Confederate flags-Honoring the dead or racist symbol
The Missouri State Park Board bill made it to committee this week and drew opposition from a national association.
Clyde Williams, a representative from the NAACP, showed up at the House corrections and public institutions committee meeting to oppose HB 495.
“This bill is an attempt to have the Confederate Flag be displayed on state property,” Williams said. “For the past two years, Missouri has been in the national spotlight in the month of June as the state flying the Confederate flag.”
Williams continued by saying the Civil War might have settled some scores more than 150 years ago, but some wounds still fester.
“We should be rallying around symbols that tie us together and not tear us apart,” Williams said. “The rebel flag represented hatred, oppression and the Confederacy, which was an enemy of the United States.”
But Rep. Michael McGhee (R-Lafayette) said this bill is more than just an excuse to raise the rebel flag.

WHAT TO DO:
A. Rewrite the paragraph of the Confederate flag excerpt that begins "This bill is an attempt" as a short list that keeps its main facts.
B. Summarize the Confederate flag excerpt in two sentences.
C. Reproduce the Confederate flag excerpt starting at "Clyde Williams, a" and ending at "wounds still fester.", substituting "the War Between the States" for "the Civil War".

SUPPLIED ENTRIES:

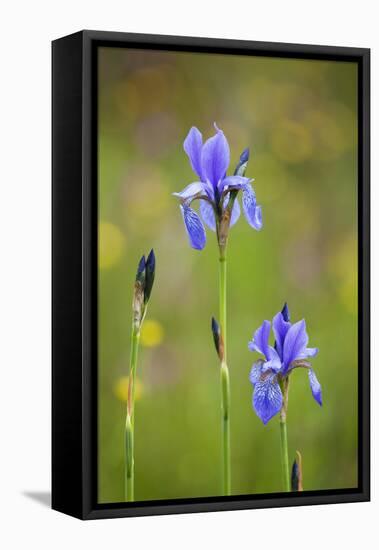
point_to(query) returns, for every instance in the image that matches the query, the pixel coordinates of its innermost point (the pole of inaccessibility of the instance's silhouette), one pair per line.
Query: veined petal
(194, 227)
(267, 397)
(259, 342)
(280, 328)
(215, 158)
(252, 211)
(191, 190)
(207, 213)
(315, 386)
(308, 352)
(236, 212)
(193, 145)
(274, 362)
(295, 343)
(256, 371)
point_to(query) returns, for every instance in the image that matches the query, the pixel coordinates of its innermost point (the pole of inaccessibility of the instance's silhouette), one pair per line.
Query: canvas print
(227, 275)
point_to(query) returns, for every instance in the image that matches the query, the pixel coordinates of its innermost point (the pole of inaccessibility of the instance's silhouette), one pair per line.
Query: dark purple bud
(242, 163)
(295, 477)
(285, 312)
(141, 271)
(217, 338)
(245, 156)
(150, 274)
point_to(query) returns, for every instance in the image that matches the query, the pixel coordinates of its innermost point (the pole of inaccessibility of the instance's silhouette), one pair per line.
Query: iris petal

OUTPUTS FOR THE TASKS:
A.
- Williams said the bill is an attempt to have the Confederate flag displayed on state property.
- He said that for the past two years, Missouri has been in the national spotlight every June as the state flying the Confederate flag.

B. Clyde Williams of the NAACP appeared at a House committee meeting to oppose HB 495, a Missouri State Park Board bill that he said aims to have the Confederate flag displayed on state property, and he called the rebel flag a symbol of hatred, oppression and an enemy of the United States. Rep. Michael McGhee (R-Lafayette) countered that the bill is more than an excuse to raise the rebel flag.

C.
Clyde Williams, a representative from the NAACP, showed up at the House corrections and public institutions committee meeting to oppose HB 495.
“This bill is an attempt to have the Confederate Flag be displayed on state property,” Williams said. “For the past two years, Missouri has been in the national spotlight in the month of June as the state flying the Confederate flag.”
Williams continued by saying the War Between the States might have settled some scores more than 150 years ago, but some wounds still fester.